Nothing happened. I didn’t find it good or feel like eating another piece or want to go on eating or anything. I didn’t get a high or a low. I am still the same. I had lost my desire for sugar- it was just another thing in the world, not something to crave for. This is bliss. This is so what I wanted.

As to the weight, it still remains at 87kgs. Inches seem to be coming off my hands and body but not off the weighing machine. The diet ends on day 32. But of course, I can keep at it if I wish. And I wish to.

In celebration of being “overweight”

I crossed the overweight bridge, not a few days back. I crossed it backwards, meaning I went from obese to overweight.

I have never thought in my life, that I would ever be so jubilant at being overweight but I truly am. There is no greater feeling than being at the 29.— something, something value meaning you’ve officially reached the overweight extreme range and are just a few micro grams away from being obese.

But the real fact of the matter is that I am overweight and not obese, not now and probably not ever. I know the struggle, the tears, the prayers, the jolts, the ups and downs of this journey and battle of food vs body vs exercise vs stress. I am not sure how so many factors come to play in my life but they do. Everything turns to fat and weight gain in my body.

I have cried real tears, late into the night and suffered indignities like not being able to fit into my clothes ( small indignities) to being laughed at openly by my teacher ( in college, when he joked that I should not sit on a particular chair because it might collapse under me- this was when I was 95 kgs heavy). Other issues have been snoring, sugar cravings, possible fatty liver, varicose veins, pedal oedema, plantar fasciiitis. The worst is when you know you have avoided all “evil” food for like 12 years and have given up all the foods you have really enjoyed and still you gain and others lose. I have envied my husband who seems to eat all he likes ( chocolates, fruits, milk, cafe latte, cake, pastries, biscuits) but still manages to be losing weight and here I am on diets of quinoa, hemp, juices, veggies, fibres, no eggs/dairy, kefir and so on and apart from weight gain, there has been no change in my appearance.

[Stored data entries]
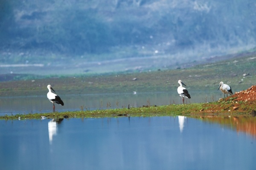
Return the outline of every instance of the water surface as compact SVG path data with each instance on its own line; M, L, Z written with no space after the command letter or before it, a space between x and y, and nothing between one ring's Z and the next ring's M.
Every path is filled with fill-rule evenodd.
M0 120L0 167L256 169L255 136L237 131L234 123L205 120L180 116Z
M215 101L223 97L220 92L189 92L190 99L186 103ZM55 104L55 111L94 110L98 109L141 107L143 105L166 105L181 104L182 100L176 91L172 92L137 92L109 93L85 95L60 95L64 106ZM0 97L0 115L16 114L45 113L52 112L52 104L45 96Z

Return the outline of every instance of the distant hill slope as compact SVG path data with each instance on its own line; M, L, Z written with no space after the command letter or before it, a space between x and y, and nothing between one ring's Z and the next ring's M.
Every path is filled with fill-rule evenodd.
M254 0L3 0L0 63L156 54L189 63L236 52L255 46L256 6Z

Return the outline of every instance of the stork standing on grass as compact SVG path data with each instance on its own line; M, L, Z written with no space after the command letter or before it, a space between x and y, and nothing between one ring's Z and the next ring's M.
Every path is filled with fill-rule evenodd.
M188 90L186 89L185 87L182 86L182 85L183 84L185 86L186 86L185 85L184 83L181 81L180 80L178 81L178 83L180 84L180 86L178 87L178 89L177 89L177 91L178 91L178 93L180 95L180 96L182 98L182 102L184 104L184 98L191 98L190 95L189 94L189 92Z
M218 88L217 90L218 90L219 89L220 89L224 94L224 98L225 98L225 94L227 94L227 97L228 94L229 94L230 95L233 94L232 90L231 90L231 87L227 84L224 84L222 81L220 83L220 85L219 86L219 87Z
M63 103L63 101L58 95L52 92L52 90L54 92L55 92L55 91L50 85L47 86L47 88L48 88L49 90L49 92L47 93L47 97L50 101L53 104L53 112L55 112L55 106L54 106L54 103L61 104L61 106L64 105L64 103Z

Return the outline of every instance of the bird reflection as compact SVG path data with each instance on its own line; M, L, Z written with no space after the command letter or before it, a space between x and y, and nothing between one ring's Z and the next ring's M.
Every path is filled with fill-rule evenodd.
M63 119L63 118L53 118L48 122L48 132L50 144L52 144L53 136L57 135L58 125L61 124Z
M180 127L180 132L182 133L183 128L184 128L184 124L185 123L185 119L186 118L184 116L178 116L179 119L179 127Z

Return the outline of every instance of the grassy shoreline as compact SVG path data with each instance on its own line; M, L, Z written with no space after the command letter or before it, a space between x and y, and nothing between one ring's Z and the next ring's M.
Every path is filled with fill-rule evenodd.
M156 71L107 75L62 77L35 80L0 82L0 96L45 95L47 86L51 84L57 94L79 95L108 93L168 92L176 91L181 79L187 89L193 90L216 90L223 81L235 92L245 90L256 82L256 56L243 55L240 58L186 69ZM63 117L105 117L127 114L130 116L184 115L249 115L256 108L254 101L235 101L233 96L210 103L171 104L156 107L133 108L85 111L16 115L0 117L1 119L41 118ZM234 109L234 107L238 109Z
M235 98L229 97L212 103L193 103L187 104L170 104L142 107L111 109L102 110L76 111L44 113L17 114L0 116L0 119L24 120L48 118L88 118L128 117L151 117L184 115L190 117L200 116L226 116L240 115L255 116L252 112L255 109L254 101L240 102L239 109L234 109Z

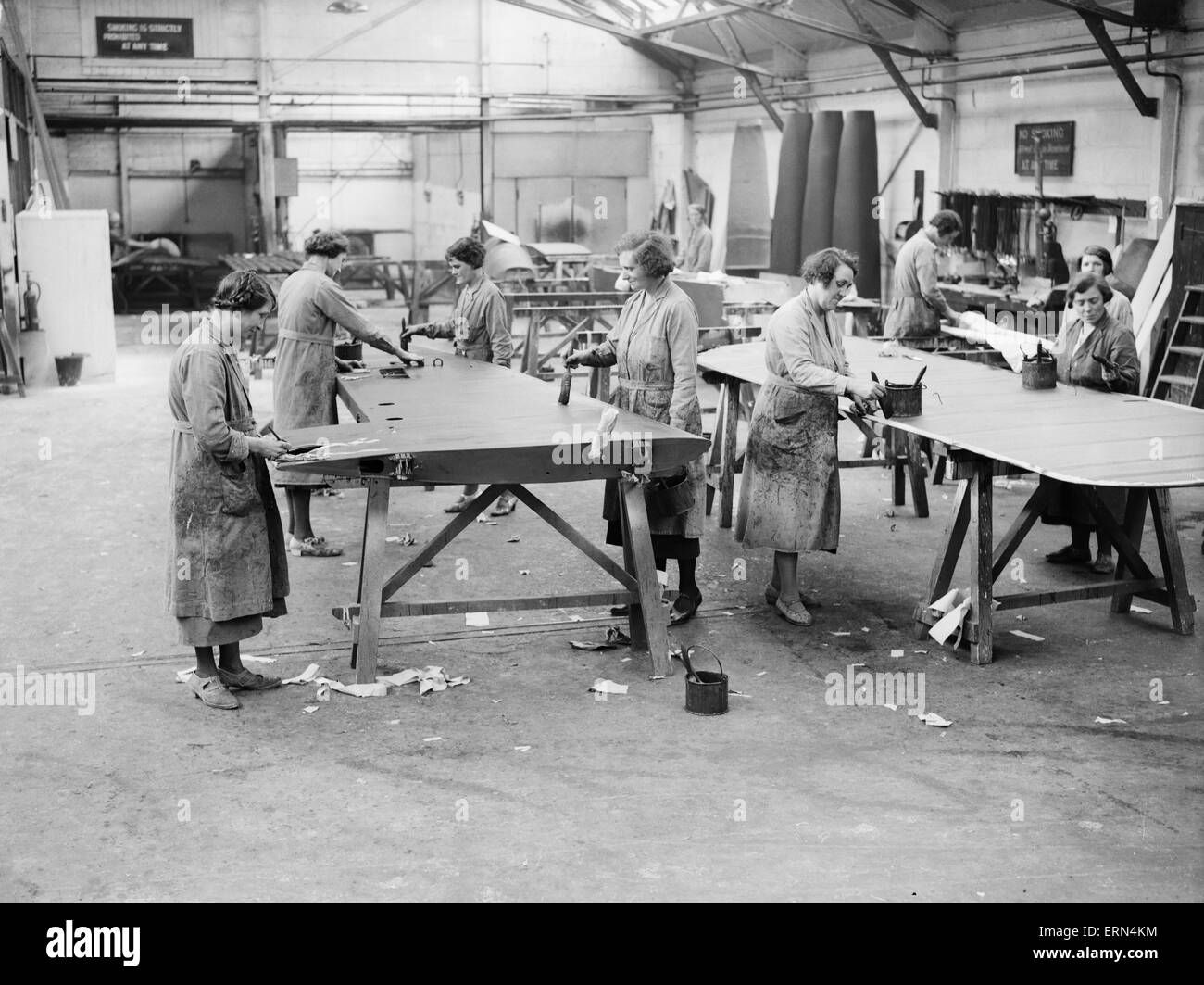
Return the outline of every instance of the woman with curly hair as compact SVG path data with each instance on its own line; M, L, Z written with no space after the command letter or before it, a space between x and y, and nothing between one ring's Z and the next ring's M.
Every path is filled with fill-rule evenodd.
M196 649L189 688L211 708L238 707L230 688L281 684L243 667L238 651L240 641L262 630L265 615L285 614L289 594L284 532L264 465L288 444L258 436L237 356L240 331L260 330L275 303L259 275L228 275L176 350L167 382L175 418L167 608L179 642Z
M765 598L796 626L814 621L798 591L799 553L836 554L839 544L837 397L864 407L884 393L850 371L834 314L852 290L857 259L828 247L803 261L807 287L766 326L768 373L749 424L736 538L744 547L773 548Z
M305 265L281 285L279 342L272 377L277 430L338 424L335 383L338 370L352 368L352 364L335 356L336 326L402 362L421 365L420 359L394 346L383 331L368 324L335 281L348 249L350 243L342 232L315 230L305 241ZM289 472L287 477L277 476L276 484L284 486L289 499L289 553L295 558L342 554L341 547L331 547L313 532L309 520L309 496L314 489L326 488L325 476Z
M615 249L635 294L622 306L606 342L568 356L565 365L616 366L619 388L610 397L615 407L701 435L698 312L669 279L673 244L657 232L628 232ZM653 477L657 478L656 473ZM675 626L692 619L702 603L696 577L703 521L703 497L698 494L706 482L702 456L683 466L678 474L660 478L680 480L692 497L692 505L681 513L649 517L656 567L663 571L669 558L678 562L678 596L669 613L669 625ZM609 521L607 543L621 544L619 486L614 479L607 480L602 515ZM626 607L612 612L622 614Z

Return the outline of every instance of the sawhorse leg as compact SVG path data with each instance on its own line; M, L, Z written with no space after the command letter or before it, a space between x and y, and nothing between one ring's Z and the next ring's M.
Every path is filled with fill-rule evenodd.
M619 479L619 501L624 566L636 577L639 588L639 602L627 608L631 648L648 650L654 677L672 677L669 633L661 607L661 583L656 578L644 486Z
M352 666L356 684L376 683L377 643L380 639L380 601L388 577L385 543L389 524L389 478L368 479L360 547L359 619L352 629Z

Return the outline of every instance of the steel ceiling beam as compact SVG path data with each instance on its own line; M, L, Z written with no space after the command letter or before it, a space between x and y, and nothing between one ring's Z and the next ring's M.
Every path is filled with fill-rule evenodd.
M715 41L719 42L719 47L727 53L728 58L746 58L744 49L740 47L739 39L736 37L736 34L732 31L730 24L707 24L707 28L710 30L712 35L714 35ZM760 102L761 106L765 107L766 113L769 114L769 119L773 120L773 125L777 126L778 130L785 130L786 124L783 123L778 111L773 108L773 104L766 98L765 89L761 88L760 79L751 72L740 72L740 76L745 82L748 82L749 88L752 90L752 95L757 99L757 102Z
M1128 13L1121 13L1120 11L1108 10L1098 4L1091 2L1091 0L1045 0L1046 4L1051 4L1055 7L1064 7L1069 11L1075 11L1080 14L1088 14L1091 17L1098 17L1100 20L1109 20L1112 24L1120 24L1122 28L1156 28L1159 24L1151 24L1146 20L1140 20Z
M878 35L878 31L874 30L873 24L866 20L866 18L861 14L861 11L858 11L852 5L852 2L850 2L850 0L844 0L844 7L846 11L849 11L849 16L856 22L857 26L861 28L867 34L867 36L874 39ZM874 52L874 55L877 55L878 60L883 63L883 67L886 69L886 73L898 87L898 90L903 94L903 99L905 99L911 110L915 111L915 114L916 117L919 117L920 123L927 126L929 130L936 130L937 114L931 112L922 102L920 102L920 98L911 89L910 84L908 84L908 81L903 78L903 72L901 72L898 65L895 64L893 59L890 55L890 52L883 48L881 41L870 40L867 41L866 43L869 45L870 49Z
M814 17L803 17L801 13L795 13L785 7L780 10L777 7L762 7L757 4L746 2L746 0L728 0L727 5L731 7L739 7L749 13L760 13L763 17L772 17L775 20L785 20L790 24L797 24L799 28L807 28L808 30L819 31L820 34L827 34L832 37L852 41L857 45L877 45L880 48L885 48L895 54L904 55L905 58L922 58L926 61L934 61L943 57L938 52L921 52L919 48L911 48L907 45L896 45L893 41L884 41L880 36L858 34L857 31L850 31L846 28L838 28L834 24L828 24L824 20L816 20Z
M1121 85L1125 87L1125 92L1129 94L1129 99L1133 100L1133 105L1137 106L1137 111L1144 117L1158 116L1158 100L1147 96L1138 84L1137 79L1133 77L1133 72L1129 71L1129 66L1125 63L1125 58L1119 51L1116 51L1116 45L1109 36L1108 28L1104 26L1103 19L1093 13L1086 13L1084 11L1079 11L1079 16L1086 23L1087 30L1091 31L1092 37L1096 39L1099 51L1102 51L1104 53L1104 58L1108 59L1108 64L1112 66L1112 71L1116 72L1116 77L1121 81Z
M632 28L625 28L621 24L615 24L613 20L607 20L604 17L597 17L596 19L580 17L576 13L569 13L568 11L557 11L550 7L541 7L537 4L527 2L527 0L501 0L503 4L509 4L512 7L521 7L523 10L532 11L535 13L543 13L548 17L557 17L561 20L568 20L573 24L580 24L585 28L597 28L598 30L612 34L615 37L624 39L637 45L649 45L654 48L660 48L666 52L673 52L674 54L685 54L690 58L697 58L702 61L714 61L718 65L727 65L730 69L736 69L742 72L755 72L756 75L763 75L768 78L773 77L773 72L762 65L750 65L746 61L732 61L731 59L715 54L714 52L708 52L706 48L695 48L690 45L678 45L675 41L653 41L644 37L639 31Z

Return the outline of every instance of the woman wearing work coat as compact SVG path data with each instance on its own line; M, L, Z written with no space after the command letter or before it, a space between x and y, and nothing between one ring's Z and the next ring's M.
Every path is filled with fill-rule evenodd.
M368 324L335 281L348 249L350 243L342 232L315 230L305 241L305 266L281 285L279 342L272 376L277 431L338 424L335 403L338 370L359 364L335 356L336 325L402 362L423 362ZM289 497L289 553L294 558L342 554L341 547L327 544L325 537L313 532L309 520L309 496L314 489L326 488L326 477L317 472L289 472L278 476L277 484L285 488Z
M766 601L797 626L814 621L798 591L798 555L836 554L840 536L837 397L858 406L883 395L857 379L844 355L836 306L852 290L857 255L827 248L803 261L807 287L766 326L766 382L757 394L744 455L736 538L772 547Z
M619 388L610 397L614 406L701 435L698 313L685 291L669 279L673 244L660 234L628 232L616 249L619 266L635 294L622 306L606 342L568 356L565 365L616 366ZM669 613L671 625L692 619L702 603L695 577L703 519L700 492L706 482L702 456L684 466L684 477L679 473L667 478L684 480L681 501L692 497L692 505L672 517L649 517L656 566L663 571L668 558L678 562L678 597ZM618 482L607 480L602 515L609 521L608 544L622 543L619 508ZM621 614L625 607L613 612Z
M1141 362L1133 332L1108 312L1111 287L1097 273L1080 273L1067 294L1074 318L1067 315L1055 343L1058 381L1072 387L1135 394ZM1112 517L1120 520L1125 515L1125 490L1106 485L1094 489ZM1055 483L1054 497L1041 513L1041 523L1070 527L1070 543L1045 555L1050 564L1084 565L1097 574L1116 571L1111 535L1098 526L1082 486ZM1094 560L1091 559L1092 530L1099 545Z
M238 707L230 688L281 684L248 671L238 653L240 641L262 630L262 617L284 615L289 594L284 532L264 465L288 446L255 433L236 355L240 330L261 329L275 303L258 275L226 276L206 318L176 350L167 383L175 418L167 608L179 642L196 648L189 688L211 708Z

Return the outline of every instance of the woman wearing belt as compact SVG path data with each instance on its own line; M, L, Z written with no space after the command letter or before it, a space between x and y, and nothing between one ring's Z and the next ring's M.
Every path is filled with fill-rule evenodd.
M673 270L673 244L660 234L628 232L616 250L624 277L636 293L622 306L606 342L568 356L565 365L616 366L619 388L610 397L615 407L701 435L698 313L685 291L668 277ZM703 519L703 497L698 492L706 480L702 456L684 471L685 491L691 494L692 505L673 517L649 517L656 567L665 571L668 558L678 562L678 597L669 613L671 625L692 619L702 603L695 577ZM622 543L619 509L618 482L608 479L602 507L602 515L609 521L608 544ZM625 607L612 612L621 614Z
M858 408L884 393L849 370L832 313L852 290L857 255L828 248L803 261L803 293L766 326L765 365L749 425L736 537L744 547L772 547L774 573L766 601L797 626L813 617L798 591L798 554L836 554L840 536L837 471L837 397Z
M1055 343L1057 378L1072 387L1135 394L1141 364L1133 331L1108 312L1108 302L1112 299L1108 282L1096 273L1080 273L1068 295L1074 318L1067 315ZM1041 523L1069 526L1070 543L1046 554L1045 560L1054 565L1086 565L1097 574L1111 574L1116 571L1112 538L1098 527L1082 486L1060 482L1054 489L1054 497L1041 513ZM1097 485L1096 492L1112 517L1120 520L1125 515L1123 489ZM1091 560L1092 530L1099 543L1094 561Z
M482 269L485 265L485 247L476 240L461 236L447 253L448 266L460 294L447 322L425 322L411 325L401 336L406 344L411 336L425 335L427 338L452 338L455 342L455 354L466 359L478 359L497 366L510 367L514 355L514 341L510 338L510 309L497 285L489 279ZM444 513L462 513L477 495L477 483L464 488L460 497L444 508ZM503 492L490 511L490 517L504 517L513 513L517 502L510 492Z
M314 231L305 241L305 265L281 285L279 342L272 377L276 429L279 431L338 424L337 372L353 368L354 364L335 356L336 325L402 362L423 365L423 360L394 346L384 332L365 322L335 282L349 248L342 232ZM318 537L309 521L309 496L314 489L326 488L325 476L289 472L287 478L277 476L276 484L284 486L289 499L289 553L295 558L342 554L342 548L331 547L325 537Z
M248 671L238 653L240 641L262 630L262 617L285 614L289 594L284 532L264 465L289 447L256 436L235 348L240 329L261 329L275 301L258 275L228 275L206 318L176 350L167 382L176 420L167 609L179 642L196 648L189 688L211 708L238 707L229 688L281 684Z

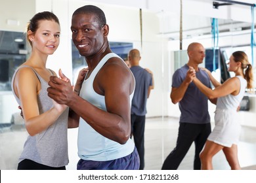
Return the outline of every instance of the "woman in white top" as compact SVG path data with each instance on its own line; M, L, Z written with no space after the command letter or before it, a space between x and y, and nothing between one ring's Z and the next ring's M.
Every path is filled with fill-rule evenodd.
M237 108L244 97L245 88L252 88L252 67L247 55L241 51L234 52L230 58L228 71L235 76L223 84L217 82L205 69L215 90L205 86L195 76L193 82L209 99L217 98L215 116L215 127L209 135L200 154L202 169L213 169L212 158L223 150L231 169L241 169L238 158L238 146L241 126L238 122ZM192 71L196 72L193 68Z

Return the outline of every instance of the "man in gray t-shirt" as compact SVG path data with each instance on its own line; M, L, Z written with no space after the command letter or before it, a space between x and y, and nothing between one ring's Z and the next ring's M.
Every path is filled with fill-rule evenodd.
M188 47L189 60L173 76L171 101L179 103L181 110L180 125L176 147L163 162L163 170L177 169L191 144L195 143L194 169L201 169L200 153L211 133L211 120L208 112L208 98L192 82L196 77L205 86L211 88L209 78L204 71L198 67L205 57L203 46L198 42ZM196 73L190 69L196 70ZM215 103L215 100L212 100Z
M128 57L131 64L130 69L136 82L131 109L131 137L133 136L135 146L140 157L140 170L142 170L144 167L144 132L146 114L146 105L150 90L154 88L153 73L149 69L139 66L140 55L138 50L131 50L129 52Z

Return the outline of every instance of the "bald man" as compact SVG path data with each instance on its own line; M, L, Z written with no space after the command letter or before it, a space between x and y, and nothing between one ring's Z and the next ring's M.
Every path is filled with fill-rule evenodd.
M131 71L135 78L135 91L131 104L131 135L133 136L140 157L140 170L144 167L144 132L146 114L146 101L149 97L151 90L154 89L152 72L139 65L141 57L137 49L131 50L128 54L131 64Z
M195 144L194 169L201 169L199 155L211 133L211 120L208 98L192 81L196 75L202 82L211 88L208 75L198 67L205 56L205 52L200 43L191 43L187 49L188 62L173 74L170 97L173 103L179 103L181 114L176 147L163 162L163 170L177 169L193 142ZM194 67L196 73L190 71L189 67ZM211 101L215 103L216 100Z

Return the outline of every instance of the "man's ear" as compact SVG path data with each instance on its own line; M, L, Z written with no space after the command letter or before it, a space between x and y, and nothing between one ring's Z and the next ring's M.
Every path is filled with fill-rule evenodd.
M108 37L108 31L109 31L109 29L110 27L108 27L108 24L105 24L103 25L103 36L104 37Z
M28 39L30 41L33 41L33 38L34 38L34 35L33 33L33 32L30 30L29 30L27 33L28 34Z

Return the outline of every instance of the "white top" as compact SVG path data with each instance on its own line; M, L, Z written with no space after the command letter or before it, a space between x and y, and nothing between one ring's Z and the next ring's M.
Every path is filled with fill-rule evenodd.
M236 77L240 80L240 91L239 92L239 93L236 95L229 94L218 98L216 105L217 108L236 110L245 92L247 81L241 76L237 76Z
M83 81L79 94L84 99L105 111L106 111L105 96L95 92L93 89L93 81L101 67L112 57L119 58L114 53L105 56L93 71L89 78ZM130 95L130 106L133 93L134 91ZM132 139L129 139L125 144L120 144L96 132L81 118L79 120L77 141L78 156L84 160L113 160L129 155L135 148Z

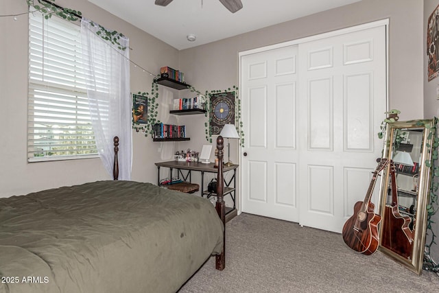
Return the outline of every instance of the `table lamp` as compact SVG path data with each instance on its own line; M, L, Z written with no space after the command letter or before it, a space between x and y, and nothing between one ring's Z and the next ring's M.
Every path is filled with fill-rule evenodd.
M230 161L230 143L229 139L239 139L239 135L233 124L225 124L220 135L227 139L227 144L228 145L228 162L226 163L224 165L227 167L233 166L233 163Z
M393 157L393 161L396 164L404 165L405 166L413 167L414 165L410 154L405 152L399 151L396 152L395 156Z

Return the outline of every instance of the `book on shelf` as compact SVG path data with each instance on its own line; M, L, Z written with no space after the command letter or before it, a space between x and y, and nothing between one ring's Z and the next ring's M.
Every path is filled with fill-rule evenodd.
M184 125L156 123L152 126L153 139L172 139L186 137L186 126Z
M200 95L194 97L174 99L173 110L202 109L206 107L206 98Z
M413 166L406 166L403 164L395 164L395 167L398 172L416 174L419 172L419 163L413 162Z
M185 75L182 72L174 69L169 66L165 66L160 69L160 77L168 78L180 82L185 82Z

Task A.
In the weight-loss text, on what day does the diet end?
Task B.
Extend the weight-loss text from its last sentence onward.

Output A.
Day 32.

Output B.
But now, I am officially overweight. It seems like I have moved to the Liberal side from being Conservative. ( forgive the metaphor). I used to restrict everything and watch all I ate and still gain, until a month back when a visit to a bookshop to buy a book called the Step diet showed me another book  called the Sugar Crush diet and I bought that book. It has been a major change setter for me. I don’t crave sugar any more.

So “overweight” is good, when  compared to “obese”. It is a matter of looking at the glass- half full or half empty, isn’t it ?

Susie

Day 24

Going to the bathroom I found a trickle of blood, I thought it was my monthlies but about 10 minutes early. Note that as I am peri menopausal, these things come without notice and with no rhyme or rhythm. So I started using pads, only to find that there has been nothing more, overnight. I have concluded that it must have been ovulatory bleeding(mittelschmerz) or that I am having a pre-menstrual flow as a warning. My husband has been urging me to have a scan to see on progress of fibroids, such as they are.

It is surprising that at my age, a woman might ovulate. Anyway, surprises will never cease.

The diet is still going on and I am bloated, as might be expected with all the hormonal changes going on. I seem to be stuck at 87 kg.

Sugar cravings : nil. Breast size: come down 3 inches ( success).

Back side ( 2-3 inches off). Waist ( possibly 2 inches)

I love the recipes on this diet. They are all perfectly creatable and eatable and don’t need expensive ingredients. No chia, macha, or fancy stuff. Sometimes we use barley, quinoa and wheat berries( which I haven’t tried yet, not having any).